# TEXT SHOWN
----

What Is the First Home Loan Deposit Scheme?

The First Home Loan Deposit Scheme allows first home buyers with deposits as low as 5% to get a home loan without paying Lenders Mortgage Insurance (LMI) fees.

Based on average purchase prices in the capital cities, first home buyers can save anywhere between $10,000 and $30,000 in LMI fees with this scheme.

When does the First Home Loan Deposit Scheme start?

The First Home Loan Deposit Scheme will start from 1 January 2020.

This $500 million scheme will be given out on a first-come, first-serve basis.

Applications for the scheme are not yet open.

Who is eligible?

There are several eligibility criteria first home buyers must meet to qualify for the first home loan deposit scheme:

  • A minimum deposit of at least 5% is needed.
  • Only Australian citizens who are at least 18 years of age are eligible. Permanent residents are not eligible.
  • Single first-home buyers earning up to $125,000 p.a. or couples earning up to $200,000 p.a. are eligible. Income from the financial year preceding the year in which the loan is entered into will be assessed.
  • Couples are only eligible for the scheme if they are married or in a de-facto relationship. Other persons buying together, such as siblings, parent/child or friends, are not eligible.
  • Loans under this scheme require scheduled repayments of the principal of the loan for the full period of the agreement. Interest-only repayments for a specific period are accepted only for loans relating to both the purchase of vacant land to the construction of a house on the land.
  • Applicants must be first home buyers who’ve not previously owned or had an interest in a residential property either separately or jointly with someone else. This includes residential strata, company title properties, regardless of whether it was an investment or owner-occupied property and whether it was ever lived in.
  • Applicants must intend to move into and live in the property as their principal place of residence (i.e. they must be owner-occupiers).

----

# SOURCE RECORDS
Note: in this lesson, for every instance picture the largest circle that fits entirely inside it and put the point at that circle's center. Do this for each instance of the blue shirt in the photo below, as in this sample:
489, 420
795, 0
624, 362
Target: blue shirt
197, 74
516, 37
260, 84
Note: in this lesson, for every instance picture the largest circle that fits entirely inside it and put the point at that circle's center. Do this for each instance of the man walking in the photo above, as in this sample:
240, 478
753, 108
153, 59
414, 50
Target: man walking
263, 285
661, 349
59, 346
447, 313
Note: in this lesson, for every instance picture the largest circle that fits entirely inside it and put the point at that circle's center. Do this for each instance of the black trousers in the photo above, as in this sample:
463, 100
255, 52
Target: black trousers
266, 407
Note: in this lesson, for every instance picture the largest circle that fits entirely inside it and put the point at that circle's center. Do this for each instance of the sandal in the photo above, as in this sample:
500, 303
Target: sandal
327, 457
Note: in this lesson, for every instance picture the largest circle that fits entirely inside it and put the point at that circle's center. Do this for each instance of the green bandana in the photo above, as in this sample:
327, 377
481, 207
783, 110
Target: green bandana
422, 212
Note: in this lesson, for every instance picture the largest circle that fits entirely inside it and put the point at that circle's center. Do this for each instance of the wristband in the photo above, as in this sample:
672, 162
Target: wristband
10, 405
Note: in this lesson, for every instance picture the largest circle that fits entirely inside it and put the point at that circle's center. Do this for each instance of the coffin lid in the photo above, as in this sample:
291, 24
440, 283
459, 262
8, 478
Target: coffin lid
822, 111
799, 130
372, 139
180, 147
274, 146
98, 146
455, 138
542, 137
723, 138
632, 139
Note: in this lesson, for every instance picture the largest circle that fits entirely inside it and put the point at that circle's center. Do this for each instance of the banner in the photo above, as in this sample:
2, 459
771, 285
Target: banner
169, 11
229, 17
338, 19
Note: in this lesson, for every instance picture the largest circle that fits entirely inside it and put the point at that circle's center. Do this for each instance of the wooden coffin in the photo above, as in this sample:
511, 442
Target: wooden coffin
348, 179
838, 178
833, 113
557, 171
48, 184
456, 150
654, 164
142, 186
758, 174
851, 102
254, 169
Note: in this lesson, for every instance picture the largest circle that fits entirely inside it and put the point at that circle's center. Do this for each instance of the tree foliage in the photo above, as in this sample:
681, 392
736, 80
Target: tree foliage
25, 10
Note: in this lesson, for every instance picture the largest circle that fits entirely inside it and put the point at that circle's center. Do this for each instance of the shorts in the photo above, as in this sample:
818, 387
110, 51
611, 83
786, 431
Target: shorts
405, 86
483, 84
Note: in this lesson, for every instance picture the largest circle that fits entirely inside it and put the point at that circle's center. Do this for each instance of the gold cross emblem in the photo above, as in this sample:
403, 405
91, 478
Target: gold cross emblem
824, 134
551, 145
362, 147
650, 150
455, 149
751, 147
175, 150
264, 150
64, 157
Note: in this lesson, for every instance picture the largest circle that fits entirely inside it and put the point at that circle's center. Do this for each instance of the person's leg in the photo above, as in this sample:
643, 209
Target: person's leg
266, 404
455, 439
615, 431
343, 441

----

# GIVEN PROBLEM 1
Show each line of the records that contains the string "bandana".
# GIVEN PROBLEM 2
Write the next part of the text on the First Home Loan Deposit Scheme, starting right after its last sentence.
The text on the First Home Loan Deposit Scheme and the records are separate, unrelated material.

# EXERCISE RESPONSE 1
Note: in this lesson, for every instance picture the largest circle that fits entirely inside it and put the point at that circle's center. Do this for each instance of the green bandana in the photo above, as in this sample:
Target: green bandana

# EXERCISE RESPONSE 2
The value of homes that can be purchased under the scheme has been set (price caps) on a regional basis reflecting the different property markets.

Initially, the scheme will only be available to 10,000 borrowers a year which is only around 10% of the total number of Australian who purchased their first home in 2018.

The National Housing Finance and Investment Corporation (NHFIC) Investment Mandate Amendment (First Home Loan Deposit Scheme) Direction 2019, set out the core elements of the Scheme, including the property price caps.

What types of properties can be bought under the scheme?

Under the scheme, eligible first home buyers can buy the following types of properties:

Here’s the First Home Loan Deposit Scheme Factsheet outlining key points.


How does the scheme work?

Finding the deposit for your first home can be a real struggle, with most lenders currently requiring a minimum 20% deposit to avoid LMI.

Generally, it can take nine to ten years for an average household to save that deposit.

However, with this scheme, if you’ve saved up at least 5% of the property value, the government will essentially guarantee up to 15% so you can avoid the cost of LMI and enter the property market sooner.

So, instead of having to insure your home loan with a lenders mortgage insurer and paying a hefty fee, the government will guarantee any shortfall in your deposit and act as the mortgage insurer for your home loan.

Essentially, the government will guarantee the deposits through the National Housing Finance and Investment Corporation (NHFIC) who have already started consulting with industry leaders and will contract a panel of lenders to implement the scheme.

Currently, there’s no set number of deposit guarantees per state; the government will monitor and shape the guarantee further.

The guarantee will be available on a first-in-best-dressed basis.

How much am I saving in LMI with this scheme?

Your actual savings in LMI will be based on your deposit, the loan to value ratio (LVR) and your home loan amount.

Think of it this way; the lower your deposit is, the higher the risk is to the bank leading to higher LMI premiums.

For example, a first home buyer taking advantage of the First Home Loan Deposit Scheme in NSW, Sydney with a 5% deposit and purchasing a $700,000 property can save anywhere between $27,265 and $30,657 in LMI fees depending on the lender’s mortgage insurer.

However, if you were to put up a 10% deposit, the LMI range goes down significantly between $14,301 and $15,687.

Similarly, a first home buyer availing the First Home Loan Deposit Scheme in Victoria, Melbourne purchasing a $600,000 with a 5% deposit can save anywhere between $19,073 and $28,591 in LMI fees.

You can use our LMI calculator to work out exactly how much you’re saving.

The guarantee is not a cash payment.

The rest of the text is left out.